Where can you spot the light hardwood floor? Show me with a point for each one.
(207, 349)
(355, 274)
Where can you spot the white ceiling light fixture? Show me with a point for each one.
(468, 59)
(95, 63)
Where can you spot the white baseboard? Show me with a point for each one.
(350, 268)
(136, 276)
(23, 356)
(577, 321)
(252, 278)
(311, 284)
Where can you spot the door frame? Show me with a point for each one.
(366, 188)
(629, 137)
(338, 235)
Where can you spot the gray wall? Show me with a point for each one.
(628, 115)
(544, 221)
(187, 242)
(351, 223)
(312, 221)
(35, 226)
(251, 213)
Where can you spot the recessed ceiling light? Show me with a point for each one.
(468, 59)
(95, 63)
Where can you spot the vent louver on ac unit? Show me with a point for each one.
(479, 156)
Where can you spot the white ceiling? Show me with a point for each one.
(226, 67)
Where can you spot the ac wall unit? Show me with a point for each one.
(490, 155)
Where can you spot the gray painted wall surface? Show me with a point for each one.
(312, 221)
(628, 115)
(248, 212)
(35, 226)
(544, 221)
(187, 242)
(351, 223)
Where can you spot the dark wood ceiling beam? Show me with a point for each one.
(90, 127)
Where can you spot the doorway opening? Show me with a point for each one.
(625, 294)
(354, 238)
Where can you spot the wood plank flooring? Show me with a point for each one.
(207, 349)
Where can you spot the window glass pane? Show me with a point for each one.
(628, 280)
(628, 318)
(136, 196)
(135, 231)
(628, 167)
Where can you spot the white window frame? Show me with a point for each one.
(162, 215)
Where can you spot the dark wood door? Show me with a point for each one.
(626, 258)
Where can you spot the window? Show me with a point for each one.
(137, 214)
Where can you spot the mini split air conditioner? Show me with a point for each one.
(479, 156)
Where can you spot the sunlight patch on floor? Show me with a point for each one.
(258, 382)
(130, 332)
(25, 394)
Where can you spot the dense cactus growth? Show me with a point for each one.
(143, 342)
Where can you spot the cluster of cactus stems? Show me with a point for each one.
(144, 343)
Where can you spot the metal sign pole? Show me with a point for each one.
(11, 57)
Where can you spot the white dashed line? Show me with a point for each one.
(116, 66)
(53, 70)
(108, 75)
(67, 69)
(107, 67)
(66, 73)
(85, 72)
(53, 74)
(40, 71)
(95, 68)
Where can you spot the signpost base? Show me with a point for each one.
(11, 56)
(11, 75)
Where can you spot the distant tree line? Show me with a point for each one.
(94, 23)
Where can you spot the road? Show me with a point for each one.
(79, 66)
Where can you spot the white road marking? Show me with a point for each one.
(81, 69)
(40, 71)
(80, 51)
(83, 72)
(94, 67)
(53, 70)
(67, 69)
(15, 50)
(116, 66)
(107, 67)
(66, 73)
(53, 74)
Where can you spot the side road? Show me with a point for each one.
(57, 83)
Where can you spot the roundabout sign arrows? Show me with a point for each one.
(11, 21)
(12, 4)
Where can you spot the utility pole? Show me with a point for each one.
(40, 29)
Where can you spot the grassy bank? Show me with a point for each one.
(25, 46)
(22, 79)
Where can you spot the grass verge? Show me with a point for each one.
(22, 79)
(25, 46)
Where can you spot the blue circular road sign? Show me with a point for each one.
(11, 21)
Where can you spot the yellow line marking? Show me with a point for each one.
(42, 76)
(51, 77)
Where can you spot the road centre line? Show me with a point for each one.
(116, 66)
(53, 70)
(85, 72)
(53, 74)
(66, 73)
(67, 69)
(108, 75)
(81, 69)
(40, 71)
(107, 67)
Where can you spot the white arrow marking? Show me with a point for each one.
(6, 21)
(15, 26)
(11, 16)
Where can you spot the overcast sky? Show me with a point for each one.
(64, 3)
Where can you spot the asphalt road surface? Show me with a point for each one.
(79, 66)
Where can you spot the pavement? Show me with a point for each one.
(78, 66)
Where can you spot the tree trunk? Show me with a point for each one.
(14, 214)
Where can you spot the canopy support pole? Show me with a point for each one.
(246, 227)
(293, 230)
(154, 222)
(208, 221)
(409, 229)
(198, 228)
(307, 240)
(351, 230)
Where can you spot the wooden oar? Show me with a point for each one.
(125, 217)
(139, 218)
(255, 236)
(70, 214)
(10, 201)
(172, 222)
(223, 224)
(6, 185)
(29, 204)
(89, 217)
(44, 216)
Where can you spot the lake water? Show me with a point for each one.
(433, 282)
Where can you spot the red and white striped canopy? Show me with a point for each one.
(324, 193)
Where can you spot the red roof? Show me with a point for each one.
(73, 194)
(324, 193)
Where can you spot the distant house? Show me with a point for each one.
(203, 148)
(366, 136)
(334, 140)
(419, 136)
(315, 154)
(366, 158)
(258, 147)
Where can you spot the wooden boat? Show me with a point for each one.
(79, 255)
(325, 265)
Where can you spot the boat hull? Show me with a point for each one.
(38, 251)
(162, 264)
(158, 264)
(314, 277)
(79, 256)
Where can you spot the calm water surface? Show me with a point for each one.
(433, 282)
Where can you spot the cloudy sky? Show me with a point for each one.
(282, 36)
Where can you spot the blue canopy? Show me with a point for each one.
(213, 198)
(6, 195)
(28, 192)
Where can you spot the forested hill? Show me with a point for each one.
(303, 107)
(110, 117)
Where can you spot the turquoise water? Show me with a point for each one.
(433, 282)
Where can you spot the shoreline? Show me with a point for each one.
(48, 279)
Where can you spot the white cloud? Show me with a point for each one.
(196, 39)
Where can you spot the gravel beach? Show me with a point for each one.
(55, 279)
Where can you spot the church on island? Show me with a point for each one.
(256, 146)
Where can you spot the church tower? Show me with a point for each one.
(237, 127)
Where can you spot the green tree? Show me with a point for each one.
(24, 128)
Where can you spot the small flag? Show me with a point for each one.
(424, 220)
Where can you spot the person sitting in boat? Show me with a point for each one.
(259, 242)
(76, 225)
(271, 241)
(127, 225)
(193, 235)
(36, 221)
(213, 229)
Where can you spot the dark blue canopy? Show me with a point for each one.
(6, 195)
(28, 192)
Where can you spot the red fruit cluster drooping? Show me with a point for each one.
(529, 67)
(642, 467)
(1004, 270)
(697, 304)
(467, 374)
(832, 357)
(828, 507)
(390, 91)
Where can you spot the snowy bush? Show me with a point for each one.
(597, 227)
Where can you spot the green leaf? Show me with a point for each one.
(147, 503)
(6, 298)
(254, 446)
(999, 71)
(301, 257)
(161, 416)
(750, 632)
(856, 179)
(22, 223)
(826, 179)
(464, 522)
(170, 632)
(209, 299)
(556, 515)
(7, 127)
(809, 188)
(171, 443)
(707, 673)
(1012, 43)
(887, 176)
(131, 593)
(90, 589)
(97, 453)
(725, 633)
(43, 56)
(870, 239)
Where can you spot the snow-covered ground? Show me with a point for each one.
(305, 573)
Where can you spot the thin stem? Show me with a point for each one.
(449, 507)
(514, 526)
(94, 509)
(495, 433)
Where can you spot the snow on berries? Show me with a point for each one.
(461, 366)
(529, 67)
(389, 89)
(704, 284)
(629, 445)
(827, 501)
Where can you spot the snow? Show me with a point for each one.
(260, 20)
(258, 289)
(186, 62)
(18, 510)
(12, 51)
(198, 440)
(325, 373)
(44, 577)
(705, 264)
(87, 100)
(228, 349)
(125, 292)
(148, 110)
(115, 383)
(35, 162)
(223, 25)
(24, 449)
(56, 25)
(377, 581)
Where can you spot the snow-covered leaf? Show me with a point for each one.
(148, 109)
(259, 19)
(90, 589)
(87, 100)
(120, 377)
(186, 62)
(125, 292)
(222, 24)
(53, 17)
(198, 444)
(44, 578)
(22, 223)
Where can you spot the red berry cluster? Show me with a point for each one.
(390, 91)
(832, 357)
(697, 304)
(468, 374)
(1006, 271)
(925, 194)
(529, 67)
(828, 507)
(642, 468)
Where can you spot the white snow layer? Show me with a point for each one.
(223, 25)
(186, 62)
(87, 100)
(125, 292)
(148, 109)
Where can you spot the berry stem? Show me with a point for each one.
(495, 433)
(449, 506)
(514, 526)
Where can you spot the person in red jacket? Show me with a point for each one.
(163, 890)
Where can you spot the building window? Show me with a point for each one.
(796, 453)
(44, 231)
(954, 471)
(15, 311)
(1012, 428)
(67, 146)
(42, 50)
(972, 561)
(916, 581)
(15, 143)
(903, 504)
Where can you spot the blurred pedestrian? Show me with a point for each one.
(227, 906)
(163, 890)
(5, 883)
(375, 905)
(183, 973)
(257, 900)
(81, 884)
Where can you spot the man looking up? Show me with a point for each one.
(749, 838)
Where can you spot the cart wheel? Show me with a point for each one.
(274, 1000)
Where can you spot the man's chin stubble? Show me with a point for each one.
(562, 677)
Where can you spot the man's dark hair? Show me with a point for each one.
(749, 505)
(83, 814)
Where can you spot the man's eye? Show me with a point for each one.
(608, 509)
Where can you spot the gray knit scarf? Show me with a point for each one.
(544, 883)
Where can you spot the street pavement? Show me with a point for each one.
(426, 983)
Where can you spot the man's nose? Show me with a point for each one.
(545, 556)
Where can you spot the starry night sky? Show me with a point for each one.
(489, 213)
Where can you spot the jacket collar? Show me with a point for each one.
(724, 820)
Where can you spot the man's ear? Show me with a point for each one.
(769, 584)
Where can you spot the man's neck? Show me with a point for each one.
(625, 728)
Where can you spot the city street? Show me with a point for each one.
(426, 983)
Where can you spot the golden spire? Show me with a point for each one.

Directions – From the line holding "Where can you spot the jacket" to the last line of the material above, reproduce every line exactly, and only those.

Exercise solution –
Where can you spot the jacket collar? Show me with a point for each one.
(724, 820)
Where can you spot the man's ear? Show me with a point for each one.
(769, 584)
Where can you spot the man's neck? Show me with a point for each one.
(625, 728)
Where can you spot the city street? Show me with a point for each one.
(426, 983)
Where can you spot the golden spire? Show me with a point for each one.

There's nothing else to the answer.